The accuracy of the cabinet is eerie, as if the real house has been shrunk, its body sliced in two and its organs revealed. The nine rooms, from the working kitchen, the salon, up to the loft where the peat and firewood are stored away from the damp, are perfect replicas. ‘It’s got a hidden cellar too,’ Johannes says, lifting the floor up between the working and best kitchens, to reveal a concealed empty space. The ceiling in the best kitchen has even been painted with an identical trick of the eye. Nella remembers her conversation with Otto. Things will spill over, he’d said, pointing his finger to that unreal dome. …

‘I thought it would be a good surprise,’ Johannes says.
‘But, Seigneur,’ says Nella. ‘What must I do with it?’
Johannes looks at her, slightly blank. He rubs the velvet curtains between forefinger and thumb before drawing them shut. ‘You’ll think of something.’

Nella, although not sure if, at the age of eighteen, a doll’s house is appropriate for her, engages the services of a miniaturist whom she finds in the list of local traders to furnish and populate it. She never actually meets the miniaturist, yet the pieces provided are strangely accurate, as if the artisan knows the house and its inhabitants … Meanwhile, as she gets to know the household she begins to uncover secrets, dangerous ones that could be the downfall of them all.

Where to start – well, we jumped in with Marin, who was the most intriguing character – she was rather like Mrs Danvers at first, fiercely protective of her brother, and in the early stages we wondered whether there was incest between them. As we got to know the five members of the household, Johannes, Marin, Nella, maid Cornelia and manservant Otto, it became clear that all had secrets and because of them were outsiders. Otto who was rescued from slavery in Dahomey (now Benin) and Cornelia were intriguing because although servants, they had considerably more freedom than one would normally expect; yet Otto, as a black man was all too visible outside. Johannes is rarely there, and when he is, he closets himself in his study with his beloved dogs. Nella doesn’t know what to do – this marriage is not turning out to be what she expects.

^^^^

▶ _EXERCISE INSTRUCTIONS_:
(A) In the book discussion, rewrite the stretch starting at "Nella, although not" and ending at "of them all.", changing "miniaturist" to "model maker".
(B) According to the book discussion, where was Otto rescued from slavery?
(C) Continue the book discussion from its last sentence.

^^^^

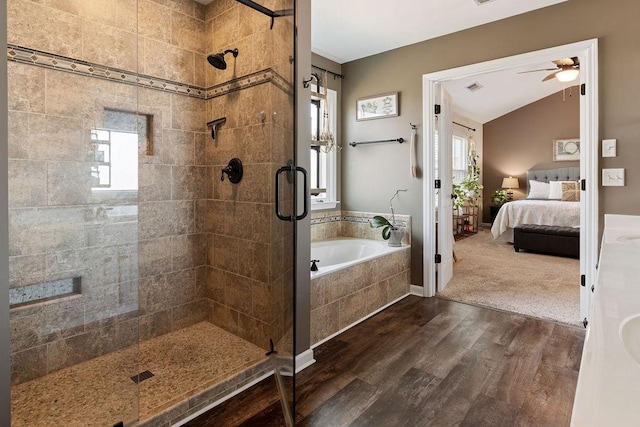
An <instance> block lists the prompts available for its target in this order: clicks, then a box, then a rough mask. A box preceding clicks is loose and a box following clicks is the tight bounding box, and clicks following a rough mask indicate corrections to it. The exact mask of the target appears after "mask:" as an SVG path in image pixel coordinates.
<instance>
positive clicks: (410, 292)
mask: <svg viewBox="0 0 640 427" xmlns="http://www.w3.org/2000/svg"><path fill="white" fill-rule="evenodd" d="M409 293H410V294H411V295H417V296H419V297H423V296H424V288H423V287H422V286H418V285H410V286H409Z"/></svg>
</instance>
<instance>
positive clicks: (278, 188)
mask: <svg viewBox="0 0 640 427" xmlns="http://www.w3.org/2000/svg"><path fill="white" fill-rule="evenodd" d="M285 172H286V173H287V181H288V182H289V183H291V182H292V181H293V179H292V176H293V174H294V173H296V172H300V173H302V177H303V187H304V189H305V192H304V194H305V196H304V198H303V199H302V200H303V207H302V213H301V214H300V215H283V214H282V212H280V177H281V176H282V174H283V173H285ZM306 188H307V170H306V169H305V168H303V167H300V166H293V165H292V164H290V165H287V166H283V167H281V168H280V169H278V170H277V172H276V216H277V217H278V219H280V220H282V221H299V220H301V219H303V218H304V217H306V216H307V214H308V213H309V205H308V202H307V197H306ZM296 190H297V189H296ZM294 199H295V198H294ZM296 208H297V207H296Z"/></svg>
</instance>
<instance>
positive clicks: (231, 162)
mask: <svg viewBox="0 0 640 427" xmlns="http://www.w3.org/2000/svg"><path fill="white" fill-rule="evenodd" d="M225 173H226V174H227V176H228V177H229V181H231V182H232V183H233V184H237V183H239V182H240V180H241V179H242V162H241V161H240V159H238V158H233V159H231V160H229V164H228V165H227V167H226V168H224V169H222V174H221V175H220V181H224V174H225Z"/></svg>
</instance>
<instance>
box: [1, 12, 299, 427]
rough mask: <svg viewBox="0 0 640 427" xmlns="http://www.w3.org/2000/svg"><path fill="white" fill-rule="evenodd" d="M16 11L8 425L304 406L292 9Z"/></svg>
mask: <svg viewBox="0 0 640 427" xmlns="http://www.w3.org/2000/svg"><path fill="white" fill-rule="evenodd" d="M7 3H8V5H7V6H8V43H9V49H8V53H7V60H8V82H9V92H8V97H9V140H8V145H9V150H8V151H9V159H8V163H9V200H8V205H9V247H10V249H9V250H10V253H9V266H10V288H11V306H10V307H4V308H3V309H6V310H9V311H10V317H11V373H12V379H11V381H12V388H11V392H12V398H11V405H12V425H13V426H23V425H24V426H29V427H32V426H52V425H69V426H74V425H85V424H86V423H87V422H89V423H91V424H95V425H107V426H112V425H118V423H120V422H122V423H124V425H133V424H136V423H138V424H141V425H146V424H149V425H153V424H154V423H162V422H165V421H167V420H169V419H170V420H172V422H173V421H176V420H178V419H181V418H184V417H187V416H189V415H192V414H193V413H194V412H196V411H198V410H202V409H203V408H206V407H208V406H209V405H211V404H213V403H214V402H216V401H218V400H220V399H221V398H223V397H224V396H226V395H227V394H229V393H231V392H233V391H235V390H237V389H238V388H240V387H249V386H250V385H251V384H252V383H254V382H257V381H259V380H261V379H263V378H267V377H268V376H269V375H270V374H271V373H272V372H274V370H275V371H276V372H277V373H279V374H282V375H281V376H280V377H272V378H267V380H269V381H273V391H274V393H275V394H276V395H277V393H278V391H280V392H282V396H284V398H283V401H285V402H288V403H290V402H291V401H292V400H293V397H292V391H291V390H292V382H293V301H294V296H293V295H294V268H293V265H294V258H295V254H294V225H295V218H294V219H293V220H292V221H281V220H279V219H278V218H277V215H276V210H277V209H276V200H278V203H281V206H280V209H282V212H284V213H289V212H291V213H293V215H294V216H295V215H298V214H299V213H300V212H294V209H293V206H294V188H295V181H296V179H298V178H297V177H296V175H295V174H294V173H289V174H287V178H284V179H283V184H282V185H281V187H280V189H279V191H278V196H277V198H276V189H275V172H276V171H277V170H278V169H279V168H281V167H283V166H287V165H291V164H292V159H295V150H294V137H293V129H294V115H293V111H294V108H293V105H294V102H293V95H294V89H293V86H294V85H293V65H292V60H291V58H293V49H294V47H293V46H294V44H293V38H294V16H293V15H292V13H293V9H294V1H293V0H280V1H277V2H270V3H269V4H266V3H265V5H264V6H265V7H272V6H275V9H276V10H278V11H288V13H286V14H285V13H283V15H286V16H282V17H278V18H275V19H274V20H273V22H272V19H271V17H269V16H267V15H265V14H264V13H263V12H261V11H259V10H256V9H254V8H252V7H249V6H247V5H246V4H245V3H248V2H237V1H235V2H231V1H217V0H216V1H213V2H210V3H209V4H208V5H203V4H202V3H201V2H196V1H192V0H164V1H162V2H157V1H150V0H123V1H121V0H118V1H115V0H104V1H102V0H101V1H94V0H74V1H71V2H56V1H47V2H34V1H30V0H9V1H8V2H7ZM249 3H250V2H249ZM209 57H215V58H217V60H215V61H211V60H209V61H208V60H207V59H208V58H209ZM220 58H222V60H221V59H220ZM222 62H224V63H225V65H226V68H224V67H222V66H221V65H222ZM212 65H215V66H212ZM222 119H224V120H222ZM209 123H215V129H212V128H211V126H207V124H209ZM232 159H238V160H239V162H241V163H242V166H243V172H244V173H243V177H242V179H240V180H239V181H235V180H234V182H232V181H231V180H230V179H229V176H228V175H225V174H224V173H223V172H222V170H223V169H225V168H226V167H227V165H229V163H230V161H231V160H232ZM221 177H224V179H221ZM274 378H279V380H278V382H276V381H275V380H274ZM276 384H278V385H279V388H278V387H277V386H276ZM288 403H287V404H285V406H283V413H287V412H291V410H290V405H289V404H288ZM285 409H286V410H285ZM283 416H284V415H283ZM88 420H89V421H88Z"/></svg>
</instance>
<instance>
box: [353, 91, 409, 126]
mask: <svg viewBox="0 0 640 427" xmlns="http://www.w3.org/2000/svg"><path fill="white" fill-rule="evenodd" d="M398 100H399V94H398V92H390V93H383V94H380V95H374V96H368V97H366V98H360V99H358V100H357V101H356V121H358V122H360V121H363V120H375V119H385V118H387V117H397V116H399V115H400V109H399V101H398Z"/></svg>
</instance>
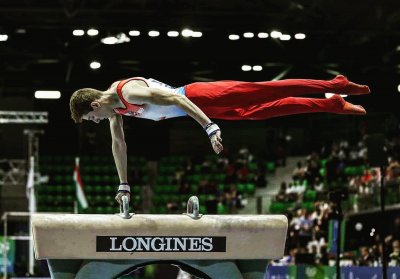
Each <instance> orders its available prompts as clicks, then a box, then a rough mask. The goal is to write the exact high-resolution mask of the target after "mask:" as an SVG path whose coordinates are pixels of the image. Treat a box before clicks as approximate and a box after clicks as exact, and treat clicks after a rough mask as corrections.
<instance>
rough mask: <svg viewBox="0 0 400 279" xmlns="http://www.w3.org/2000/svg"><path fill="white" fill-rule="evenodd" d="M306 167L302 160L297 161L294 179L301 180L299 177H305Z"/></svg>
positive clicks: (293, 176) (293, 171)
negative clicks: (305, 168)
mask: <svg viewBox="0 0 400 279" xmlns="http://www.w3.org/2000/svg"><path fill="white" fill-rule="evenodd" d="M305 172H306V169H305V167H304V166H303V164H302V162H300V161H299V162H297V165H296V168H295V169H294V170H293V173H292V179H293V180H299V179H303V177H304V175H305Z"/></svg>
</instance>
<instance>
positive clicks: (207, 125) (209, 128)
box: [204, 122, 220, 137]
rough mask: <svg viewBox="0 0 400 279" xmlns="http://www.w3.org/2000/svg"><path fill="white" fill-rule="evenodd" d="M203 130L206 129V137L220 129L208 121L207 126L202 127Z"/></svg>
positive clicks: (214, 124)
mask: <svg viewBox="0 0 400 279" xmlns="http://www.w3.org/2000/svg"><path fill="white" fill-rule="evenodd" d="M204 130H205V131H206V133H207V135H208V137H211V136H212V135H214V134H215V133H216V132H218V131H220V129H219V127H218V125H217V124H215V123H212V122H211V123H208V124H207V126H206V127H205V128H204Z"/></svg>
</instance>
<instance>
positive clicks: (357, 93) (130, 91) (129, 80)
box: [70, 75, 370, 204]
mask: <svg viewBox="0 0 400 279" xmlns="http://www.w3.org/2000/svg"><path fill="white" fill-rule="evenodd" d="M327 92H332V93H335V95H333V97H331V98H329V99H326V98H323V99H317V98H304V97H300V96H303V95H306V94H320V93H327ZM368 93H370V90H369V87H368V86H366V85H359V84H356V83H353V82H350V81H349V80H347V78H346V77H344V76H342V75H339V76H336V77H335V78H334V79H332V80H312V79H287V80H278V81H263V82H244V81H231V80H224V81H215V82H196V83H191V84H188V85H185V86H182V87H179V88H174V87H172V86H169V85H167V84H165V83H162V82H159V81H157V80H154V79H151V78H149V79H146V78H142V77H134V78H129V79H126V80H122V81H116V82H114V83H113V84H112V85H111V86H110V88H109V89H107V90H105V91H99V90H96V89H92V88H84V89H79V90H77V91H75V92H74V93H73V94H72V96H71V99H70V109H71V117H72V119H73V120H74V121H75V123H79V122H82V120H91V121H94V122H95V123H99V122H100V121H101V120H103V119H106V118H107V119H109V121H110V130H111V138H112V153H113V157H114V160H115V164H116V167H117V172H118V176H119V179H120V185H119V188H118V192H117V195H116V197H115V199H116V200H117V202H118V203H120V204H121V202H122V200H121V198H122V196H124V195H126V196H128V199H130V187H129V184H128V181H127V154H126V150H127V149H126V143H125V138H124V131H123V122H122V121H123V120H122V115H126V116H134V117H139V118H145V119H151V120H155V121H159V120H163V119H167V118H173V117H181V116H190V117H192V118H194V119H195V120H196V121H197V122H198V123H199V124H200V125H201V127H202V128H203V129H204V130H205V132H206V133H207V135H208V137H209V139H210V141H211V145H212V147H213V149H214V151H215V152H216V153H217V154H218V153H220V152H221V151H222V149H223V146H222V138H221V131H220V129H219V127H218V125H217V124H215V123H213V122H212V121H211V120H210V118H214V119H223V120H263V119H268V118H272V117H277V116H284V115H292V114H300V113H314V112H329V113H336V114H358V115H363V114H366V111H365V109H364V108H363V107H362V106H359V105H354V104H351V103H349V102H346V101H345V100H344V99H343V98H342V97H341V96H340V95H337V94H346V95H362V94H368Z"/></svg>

^^^^

▶ _OUTPUTS FOR THE TASKS_:
(A)
Nella, although not sure if, at the age of eighteen, a doll’s house is appropriate for her, engages the services of a model maker whom she finds in the list of local traders to furnish and populate it. She never actually meets the model maker, yet the pieces provided are strangely accurate, as if the artisan knows the house and its inhabitants … Meanwhile, as she gets to know the household she begins to uncover secrets, dangerous ones that could be the downfall of them all.

(B) Dahomey, which is now Benin.

(C)
When things really start to happen, it is a warehouse full of sugar cones from Surinam that sets it all off. They belong to the Meermans – inherited by Agnes, and Johannes has been asked to be their merchant. Agnes and Frans Meermans represent all that is bad about the business world in Amsterdam (think of Poldark’s Warleggans!). They are hypocrits, and like all the others are happy to turn a blind eye to all kinds of goings on as long as their own interests are protected. Once they break silence causing dire trouble for Johannes, poor Nella is left to take charge for poor Marin has her own cross to bear. I can’t say any more about plot elements.

A couple of weeks ago Victoria wrote an excellent post about historical accuracy in novels, in terms of imposing 21st century values on their fictional characters, in particular feisty feminist heroines who go adventuring unchaperoned. We had a good discussion about this for Marin does a lot of Johannes’ paperwork – but all in the house. Nella, who comes from a formerly well-to-do family in the countryside outside the city, is used to more freedom, and finds it hard to stay in.

As to the role of the miniaturist, who appears to have a kind of seventh sense, on the one hand we’d have loved to know more – but on the other, it didn’t matter, although the slight magical realism implied was rather a distraction for me. Was the miniaturist controlling all the action by the prescience in the figures produced? At first you may think that Nella is just a doll herself, but once she takes charge she proves herself worthy of the trust put in her.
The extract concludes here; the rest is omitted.